* [TASK] List each line in the rows below that contains the word "water". Count a match only when the case is the same.

* [GIVEN RECORDS]
=====
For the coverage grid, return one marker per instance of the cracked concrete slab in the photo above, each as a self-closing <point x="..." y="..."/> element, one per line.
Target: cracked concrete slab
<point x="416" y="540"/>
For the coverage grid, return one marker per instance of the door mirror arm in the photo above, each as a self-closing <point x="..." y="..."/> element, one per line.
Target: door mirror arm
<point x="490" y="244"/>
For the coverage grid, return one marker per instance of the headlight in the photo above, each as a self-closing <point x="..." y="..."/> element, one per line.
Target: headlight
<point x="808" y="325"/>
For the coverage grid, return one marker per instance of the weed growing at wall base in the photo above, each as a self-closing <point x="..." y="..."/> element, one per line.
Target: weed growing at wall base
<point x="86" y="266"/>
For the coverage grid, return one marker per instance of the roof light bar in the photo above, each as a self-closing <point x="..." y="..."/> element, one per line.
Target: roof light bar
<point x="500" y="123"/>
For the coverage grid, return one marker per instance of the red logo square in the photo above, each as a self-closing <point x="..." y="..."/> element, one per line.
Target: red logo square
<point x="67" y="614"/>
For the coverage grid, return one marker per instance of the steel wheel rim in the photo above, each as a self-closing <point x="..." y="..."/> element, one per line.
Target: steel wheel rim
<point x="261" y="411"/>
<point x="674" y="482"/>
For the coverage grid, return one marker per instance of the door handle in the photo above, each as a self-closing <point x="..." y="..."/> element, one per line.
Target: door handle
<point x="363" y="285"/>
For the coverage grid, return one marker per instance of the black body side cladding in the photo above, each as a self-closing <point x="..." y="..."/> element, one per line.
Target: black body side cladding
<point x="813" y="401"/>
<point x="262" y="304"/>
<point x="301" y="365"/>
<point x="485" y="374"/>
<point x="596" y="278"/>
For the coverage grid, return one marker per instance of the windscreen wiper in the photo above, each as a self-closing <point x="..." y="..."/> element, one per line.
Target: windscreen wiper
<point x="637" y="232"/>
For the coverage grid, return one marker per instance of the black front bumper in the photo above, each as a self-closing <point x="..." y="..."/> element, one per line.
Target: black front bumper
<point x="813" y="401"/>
=====
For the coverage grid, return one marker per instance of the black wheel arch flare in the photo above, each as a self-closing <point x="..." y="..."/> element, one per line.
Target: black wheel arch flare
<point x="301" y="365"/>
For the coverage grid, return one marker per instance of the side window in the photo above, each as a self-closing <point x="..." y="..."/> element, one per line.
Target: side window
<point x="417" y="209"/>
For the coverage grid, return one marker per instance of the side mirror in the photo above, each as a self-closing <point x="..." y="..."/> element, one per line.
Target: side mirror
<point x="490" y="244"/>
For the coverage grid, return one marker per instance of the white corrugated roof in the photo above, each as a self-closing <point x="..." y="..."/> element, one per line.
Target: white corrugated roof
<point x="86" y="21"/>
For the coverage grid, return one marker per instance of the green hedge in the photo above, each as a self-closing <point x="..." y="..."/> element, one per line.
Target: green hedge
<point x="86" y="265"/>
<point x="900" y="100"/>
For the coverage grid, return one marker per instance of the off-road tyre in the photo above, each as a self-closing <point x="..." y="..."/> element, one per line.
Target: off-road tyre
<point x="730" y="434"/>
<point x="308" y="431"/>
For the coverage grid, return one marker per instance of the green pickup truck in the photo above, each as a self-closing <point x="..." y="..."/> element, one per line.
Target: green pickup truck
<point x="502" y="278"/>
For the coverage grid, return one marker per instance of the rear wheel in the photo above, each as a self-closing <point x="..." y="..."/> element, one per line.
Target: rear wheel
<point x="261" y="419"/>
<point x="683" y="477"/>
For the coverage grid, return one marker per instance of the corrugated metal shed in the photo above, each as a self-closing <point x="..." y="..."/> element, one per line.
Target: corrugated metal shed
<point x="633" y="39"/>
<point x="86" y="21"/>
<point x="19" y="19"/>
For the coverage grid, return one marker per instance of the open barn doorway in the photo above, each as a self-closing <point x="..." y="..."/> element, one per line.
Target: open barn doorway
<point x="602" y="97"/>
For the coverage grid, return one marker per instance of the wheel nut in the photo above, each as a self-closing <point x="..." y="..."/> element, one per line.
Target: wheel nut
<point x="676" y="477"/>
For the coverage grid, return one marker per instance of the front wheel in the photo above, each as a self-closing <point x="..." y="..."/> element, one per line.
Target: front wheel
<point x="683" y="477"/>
=====
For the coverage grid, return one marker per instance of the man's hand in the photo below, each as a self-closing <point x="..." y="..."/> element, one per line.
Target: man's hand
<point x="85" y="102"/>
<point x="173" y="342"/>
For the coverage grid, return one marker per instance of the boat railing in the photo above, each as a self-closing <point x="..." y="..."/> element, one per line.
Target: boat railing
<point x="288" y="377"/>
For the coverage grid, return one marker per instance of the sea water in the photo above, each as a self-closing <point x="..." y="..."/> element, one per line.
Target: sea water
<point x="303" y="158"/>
=====
* [COMPLETED EXERCISE]
For the coverage grid, return one marker per instance of the sea water in the photo above, each as a self-closing <point x="..." y="..."/> element, one per line.
Target: sea water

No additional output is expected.